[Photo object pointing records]
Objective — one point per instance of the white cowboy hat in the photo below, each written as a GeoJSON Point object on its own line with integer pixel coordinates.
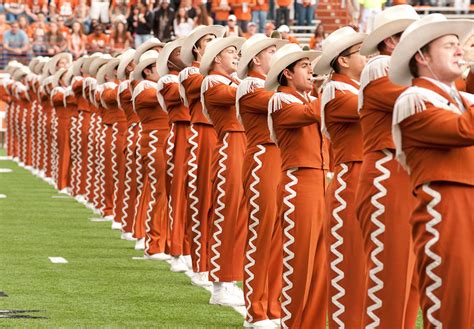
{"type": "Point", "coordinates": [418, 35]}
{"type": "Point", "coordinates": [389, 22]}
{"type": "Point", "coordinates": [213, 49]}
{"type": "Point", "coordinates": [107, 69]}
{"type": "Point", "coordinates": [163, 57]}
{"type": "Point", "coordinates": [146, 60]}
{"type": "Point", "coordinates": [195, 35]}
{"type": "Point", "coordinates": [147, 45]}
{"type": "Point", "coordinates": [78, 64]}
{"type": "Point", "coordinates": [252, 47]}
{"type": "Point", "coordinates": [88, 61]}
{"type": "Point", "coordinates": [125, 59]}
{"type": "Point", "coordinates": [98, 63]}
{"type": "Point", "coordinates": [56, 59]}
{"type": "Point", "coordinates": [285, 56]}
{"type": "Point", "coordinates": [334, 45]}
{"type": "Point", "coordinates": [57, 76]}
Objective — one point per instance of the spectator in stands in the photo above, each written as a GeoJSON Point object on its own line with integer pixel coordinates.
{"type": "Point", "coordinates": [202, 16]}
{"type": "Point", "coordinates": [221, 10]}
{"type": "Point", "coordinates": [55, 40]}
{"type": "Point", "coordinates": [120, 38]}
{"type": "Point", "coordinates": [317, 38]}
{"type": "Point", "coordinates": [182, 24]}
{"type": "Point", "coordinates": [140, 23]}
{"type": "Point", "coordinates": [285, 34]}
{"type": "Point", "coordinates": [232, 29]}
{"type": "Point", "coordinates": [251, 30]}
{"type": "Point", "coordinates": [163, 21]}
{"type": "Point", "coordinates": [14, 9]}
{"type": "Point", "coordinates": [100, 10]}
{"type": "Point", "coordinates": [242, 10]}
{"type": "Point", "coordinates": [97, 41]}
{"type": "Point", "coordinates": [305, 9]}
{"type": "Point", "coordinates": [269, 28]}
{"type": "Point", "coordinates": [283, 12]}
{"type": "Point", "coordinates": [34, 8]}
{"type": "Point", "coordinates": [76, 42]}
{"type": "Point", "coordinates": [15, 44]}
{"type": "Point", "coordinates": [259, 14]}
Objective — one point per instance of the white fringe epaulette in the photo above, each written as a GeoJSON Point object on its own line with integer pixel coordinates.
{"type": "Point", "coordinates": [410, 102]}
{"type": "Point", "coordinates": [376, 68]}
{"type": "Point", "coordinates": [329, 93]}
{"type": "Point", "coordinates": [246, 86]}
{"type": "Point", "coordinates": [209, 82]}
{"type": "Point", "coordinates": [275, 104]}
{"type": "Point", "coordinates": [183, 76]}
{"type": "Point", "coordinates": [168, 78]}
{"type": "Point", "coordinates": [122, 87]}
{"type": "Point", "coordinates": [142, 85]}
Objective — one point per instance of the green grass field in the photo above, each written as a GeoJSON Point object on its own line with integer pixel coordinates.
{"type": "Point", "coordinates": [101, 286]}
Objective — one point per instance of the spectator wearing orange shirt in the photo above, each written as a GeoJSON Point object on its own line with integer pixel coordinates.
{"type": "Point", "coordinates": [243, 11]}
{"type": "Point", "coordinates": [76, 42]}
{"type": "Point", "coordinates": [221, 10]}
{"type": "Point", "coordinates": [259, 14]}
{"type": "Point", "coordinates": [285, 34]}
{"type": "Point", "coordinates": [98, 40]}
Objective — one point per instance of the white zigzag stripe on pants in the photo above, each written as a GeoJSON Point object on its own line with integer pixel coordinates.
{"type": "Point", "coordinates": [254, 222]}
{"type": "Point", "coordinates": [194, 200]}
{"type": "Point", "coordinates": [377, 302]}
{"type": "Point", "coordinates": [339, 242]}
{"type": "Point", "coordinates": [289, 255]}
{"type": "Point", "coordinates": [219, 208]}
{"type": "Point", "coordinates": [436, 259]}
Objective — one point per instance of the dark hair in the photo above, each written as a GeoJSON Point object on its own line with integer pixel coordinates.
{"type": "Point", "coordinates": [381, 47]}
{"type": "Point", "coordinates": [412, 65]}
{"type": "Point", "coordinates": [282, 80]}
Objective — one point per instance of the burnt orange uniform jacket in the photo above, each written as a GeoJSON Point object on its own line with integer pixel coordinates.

- Written exercise: Return all of the data exactly as written, and drop the pictures.

- Output of the exercise:
Objective — one point per instance of the white cowboy hat in the photo below, each written as a GeoJSON Point object on its own line with integer pixel coordinates.
{"type": "Point", "coordinates": [418, 35]}
{"type": "Point", "coordinates": [389, 22]}
{"type": "Point", "coordinates": [213, 49]}
{"type": "Point", "coordinates": [107, 69]}
{"type": "Point", "coordinates": [163, 57]}
{"type": "Point", "coordinates": [146, 60]}
{"type": "Point", "coordinates": [195, 35]}
{"type": "Point", "coordinates": [147, 45]}
{"type": "Point", "coordinates": [78, 64]}
{"type": "Point", "coordinates": [252, 47]}
{"type": "Point", "coordinates": [88, 61]}
{"type": "Point", "coordinates": [125, 59]}
{"type": "Point", "coordinates": [98, 63]}
{"type": "Point", "coordinates": [56, 59]}
{"type": "Point", "coordinates": [285, 56]}
{"type": "Point", "coordinates": [334, 45]}
{"type": "Point", "coordinates": [57, 76]}
Objective — one point per instance of the spectator in stands in the photo above, each written as a GeoJSON Point object on its own line with integer pixel coordinates.
{"type": "Point", "coordinates": [202, 16]}
{"type": "Point", "coordinates": [221, 10]}
{"type": "Point", "coordinates": [55, 40]}
{"type": "Point", "coordinates": [120, 38]}
{"type": "Point", "coordinates": [317, 38]}
{"type": "Point", "coordinates": [182, 24]}
{"type": "Point", "coordinates": [140, 23]}
{"type": "Point", "coordinates": [285, 34]}
{"type": "Point", "coordinates": [232, 29]}
{"type": "Point", "coordinates": [251, 30]}
{"type": "Point", "coordinates": [163, 21]}
{"type": "Point", "coordinates": [14, 9]}
{"type": "Point", "coordinates": [100, 10]}
{"type": "Point", "coordinates": [242, 10]}
{"type": "Point", "coordinates": [97, 41]}
{"type": "Point", "coordinates": [305, 9]}
{"type": "Point", "coordinates": [269, 28]}
{"type": "Point", "coordinates": [283, 12]}
{"type": "Point", "coordinates": [34, 8]}
{"type": "Point", "coordinates": [76, 42]}
{"type": "Point", "coordinates": [15, 44]}
{"type": "Point", "coordinates": [259, 14]}
Objective — one point per instance of the white fringe epaulette in the photo above, each written as a GeoJSON Point object on its own line with integer pixel coordinates.
{"type": "Point", "coordinates": [410, 102]}
{"type": "Point", "coordinates": [376, 68]}
{"type": "Point", "coordinates": [329, 93]}
{"type": "Point", "coordinates": [246, 86]}
{"type": "Point", "coordinates": [209, 82]}
{"type": "Point", "coordinates": [275, 104]}
{"type": "Point", "coordinates": [183, 76]}
{"type": "Point", "coordinates": [168, 78]}
{"type": "Point", "coordinates": [122, 87]}
{"type": "Point", "coordinates": [142, 85]}
Objective — one point per instance of the green grass field in the photo above, each written as a GeoJSON Point object on its own line with integer pixel coordinates.
{"type": "Point", "coordinates": [101, 286]}
Objective — one point per instance of the spectator wearing orange shirt in the photo above, each written as a GeoJSON Point object on its own line with integer pixel coordinates.
{"type": "Point", "coordinates": [243, 11]}
{"type": "Point", "coordinates": [76, 42]}
{"type": "Point", "coordinates": [221, 10]}
{"type": "Point", "coordinates": [259, 14]}
{"type": "Point", "coordinates": [285, 34]}
{"type": "Point", "coordinates": [98, 40]}
Objective — one point per instance of the white zigzag stripe on pants in the photo above, each written as a GeoJSON Point object on its own line with integer pixel coordinates.
{"type": "Point", "coordinates": [254, 222]}
{"type": "Point", "coordinates": [194, 200]}
{"type": "Point", "coordinates": [377, 302]}
{"type": "Point", "coordinates": [339, 242]}
{"type": "Point", "coordinates": [289, 255]}
{"type": "Point", "coordinates": [219, 208]}
{"type": "Point", "coordinates": [436, 259]}
Objective — one point per instance of the dark hair in the photo above, each written as a GeoJSON Point object on its own line with integer pixel coordinates.
{"type": "Point", "coordinates": [381, 47]}
{"type": "Point", "coordinates": [412, 65]}
{"type": "Point", "coordinates": [282, 80]}
Objective — one point per instance of the burnt orange uniform jacket in the photo above, each written as a GeoJSON Point object on its own line with integer pixel coordinates.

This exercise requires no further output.